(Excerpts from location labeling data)
------------------------------------------------------------

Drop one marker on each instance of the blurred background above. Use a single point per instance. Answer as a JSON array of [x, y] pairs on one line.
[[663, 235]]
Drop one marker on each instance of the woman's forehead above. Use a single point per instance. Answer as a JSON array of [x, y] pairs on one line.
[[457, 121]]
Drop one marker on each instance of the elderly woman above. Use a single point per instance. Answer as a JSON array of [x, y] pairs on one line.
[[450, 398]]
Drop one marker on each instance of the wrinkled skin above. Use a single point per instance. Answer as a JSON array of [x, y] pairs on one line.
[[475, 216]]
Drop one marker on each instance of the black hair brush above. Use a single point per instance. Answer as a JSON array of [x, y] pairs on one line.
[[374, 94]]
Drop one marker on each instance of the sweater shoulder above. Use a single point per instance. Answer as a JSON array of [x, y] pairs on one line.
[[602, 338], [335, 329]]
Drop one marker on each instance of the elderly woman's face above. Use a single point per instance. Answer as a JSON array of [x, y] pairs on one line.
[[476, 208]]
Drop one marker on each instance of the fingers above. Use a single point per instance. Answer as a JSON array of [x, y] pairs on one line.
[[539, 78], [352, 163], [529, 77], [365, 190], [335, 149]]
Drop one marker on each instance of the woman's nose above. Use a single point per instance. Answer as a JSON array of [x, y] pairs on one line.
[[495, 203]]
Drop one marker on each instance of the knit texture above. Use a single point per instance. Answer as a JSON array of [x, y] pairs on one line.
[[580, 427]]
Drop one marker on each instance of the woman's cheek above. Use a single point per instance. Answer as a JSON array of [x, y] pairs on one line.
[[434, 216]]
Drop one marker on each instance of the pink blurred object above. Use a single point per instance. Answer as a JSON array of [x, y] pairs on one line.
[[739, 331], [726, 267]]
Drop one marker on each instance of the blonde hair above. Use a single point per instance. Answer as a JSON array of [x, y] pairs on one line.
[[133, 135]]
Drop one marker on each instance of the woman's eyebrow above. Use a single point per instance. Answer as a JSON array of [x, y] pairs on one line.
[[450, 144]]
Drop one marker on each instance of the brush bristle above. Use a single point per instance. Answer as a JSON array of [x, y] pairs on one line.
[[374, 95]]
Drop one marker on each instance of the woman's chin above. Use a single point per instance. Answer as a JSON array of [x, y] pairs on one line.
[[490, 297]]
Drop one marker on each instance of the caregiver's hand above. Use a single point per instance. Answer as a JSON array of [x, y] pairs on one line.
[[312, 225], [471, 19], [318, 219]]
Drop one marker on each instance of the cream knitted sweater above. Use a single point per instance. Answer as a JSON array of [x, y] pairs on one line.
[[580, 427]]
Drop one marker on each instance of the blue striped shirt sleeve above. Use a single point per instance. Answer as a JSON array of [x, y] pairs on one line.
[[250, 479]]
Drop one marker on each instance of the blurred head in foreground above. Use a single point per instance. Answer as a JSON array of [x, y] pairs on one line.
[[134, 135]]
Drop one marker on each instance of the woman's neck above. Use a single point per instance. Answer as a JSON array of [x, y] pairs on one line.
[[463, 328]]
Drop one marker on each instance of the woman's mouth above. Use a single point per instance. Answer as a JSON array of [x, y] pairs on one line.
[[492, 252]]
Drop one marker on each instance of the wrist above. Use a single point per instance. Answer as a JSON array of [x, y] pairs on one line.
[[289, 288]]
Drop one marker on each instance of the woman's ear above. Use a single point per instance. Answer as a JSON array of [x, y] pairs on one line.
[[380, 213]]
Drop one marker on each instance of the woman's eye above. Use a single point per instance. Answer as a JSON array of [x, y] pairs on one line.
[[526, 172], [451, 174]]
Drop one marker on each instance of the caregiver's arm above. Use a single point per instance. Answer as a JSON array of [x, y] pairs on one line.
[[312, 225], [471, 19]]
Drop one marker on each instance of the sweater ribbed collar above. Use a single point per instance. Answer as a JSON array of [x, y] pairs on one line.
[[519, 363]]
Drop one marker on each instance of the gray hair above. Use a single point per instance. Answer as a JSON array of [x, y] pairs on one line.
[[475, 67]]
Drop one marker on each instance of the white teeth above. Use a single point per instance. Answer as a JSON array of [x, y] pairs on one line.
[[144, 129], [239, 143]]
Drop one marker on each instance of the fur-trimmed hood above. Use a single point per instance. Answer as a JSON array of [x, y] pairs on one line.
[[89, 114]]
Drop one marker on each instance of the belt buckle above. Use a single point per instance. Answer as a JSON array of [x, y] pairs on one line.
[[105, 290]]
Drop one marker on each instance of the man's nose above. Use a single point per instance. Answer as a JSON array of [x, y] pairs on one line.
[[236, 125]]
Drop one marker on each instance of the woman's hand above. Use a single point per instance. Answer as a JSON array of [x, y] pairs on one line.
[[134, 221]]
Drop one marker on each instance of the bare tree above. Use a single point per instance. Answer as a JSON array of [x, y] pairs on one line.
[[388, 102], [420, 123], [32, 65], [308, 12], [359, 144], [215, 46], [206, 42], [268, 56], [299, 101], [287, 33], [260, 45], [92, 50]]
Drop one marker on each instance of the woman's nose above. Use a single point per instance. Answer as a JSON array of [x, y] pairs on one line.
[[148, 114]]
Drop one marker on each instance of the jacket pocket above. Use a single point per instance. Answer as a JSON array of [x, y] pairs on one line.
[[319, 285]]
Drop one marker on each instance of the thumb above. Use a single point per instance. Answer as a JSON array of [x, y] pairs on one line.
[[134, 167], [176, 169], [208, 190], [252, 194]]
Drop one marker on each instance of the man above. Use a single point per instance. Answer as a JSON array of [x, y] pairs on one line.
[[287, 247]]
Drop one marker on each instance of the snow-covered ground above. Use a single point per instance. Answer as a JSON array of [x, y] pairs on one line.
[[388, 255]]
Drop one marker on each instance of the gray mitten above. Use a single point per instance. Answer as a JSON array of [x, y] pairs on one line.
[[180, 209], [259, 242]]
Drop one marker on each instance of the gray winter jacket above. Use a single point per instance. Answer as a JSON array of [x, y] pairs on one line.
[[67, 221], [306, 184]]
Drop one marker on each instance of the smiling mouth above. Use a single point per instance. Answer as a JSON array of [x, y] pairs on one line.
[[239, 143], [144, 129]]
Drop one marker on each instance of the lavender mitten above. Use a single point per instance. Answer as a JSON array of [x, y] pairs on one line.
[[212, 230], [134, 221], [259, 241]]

------------------------------------------------------------

> [Directive]
Rewrite the listing lines starting at the one containing "Drop one marker on each instance of the caregiver's hand" and ending at the one containing "[[312, 225], [471, 19], [318, 219]]", swapping "marker" for "pin" and leaving everything else the same. Give back only those lines.

> [Output of the task]
Drop one pin on each instance of the caregiver's hand above. Use a single point per instance. Answer as a JSON array of [x, y] pairs on one line.
[[312, 225], [471, 19], [318, 219]]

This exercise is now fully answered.